• [Texte fourni]:
Elephant Man de David Lynch fut taxé à sa sortie de « film académique » par certains critiques, surpris de ne pas revoir le style original et décalé que le réalisateur américain avait imposé dans Eraserhead. Cependant, Elephant Man est une œuvre incroyablement grouillante, foisonnante. Les modulations et les variations (d’état, de diction, de souffle) sont d’implacables transformations de l’être. John Merrick ne cesse de se transformer pour s’intégrer dans la société malgré sa différence, en perdant ce que tout être humain a de plus cher : la dignité. Il devient tour à tour bête de foire, malade incurable, dandy et mondain quand il reçoit des invités chez lui, puis redevient une bête de foire, un monstre. Il aimante alors tous les regards cherchant à assouvir une soif de « spectaculaire » et de divertissement, malgré la terrrible douleur de cet être difforme.

(Données sources)
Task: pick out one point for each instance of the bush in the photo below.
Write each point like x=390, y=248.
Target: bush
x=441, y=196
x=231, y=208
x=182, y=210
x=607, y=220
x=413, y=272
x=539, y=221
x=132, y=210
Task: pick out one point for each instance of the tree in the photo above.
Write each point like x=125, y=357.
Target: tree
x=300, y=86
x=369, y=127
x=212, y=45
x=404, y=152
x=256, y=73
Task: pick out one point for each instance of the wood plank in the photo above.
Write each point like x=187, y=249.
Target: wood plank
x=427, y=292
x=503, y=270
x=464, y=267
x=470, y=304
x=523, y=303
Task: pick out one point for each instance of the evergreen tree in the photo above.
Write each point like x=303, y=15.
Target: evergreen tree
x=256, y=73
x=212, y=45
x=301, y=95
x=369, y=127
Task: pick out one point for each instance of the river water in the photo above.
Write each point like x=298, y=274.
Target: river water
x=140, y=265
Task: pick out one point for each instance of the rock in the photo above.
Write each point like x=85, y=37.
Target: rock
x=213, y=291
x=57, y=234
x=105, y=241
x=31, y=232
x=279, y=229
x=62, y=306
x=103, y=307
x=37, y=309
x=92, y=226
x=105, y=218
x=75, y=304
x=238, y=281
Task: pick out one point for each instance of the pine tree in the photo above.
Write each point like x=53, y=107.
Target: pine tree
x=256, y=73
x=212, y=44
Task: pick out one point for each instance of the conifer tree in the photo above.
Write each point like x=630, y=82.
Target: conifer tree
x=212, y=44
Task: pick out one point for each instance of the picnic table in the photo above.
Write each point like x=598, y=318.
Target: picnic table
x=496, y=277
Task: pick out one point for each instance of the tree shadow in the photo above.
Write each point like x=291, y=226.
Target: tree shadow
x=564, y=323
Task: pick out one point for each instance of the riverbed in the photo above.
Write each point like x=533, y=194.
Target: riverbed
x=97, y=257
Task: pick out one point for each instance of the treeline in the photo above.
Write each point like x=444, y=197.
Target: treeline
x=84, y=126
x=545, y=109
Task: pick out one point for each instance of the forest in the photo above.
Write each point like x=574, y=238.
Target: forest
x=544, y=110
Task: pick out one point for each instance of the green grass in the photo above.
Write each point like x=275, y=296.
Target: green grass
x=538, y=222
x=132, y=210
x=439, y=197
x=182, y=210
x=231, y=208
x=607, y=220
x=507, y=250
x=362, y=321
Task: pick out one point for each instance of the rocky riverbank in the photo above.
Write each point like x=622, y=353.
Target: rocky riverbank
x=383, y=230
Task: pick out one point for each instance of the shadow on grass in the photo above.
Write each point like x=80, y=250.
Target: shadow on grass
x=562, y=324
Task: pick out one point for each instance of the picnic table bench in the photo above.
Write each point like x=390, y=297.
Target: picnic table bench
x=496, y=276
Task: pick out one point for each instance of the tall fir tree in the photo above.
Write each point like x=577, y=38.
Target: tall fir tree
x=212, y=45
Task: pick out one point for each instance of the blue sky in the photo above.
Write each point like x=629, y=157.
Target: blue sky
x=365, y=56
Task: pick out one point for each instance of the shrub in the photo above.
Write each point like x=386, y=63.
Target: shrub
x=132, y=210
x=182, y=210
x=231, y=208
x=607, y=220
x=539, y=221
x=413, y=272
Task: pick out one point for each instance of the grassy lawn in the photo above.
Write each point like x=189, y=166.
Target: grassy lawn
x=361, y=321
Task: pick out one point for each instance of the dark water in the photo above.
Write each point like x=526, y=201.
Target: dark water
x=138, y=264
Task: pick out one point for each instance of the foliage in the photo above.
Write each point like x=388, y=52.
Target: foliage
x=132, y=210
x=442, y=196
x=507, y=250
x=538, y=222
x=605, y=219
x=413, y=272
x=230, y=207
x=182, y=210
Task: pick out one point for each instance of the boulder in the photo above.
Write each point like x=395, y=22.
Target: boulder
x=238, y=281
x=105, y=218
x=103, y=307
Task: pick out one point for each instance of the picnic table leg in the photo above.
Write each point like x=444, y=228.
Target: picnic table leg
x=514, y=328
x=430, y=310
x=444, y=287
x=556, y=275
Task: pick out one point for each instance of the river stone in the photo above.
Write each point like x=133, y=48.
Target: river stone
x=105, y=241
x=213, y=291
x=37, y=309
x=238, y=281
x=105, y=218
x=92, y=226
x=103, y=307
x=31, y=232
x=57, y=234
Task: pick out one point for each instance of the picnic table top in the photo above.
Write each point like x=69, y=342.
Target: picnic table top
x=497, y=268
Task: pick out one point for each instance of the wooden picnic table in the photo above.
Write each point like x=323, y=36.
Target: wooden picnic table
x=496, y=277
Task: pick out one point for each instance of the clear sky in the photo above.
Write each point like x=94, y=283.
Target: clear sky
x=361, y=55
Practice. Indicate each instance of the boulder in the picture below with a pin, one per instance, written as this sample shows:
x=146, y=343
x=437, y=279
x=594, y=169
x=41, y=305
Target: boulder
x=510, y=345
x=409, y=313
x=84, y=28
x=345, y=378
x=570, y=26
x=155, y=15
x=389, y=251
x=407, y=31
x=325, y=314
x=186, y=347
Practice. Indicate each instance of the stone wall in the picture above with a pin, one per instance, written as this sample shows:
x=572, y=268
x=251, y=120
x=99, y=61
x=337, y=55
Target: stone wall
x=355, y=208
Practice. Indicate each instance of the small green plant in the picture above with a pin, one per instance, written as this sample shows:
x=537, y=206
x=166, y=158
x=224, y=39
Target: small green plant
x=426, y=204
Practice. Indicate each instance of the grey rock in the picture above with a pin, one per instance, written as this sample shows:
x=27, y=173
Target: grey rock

• [Exercices à faire]:
a) Dans le texte sur Elephant Man, de quoi certains critiques ont-ils taxé le film à sa sortie ?
b) Indiquez si chacune de ces affirmations s'accorde avec le texte sur Elephant Man, en citant les mots qui le montrent : (i) David Lynch y est présenté comme un réalisateur américain ; (ii) John Merrick garde sa dignité en s'intégrant dans la société ; (iii) Merrick devient dandy et mondain quand il reçoit des invités chez lui.
c) Citez le passage du texte sur Elephant Man de « Elephant Man de » à « cet être difforme. ».

• [Corrigé]:
a) De « film académique ».

b)
(i) Oui : « le réalisateur américain ».
(ii) Non : « en perdant ce que tout être humain a de plus cher : la dignité ».
(iii) Oui : « dandy et mondain quand il reçoit des invités chez lui ».

c)
Elephant Man de David Lynch fut taxé à sa sortie de « film académique » par certains critiques, surpris de ne pas revoir le style original et décalé que le réalisateur américain avait imposé dans Eraserhead. Cependant, Elephant Man est une œuvre incroyablement grouillante, foisonnante. Les modulations et les variations (d’état, de diction, de souffle) sont d’implacables transformations de l’être. John Merrick ne cesse de se transformer pour s’intégrer dans la société malgré sa différence, en perdant ce que tout être humain a de plus cher : la dignité. Il devient tour à tour bête de foire, malade incurable, dandy et mondain quand il reçoit des invités chez lui, puis redevient une bête de foire, un monstre. Il aimante alors tous les regards cherchant à assouvir une soif de « spectaculaire » et de divertissement, malgré la terrrible douleur de cet être difforme.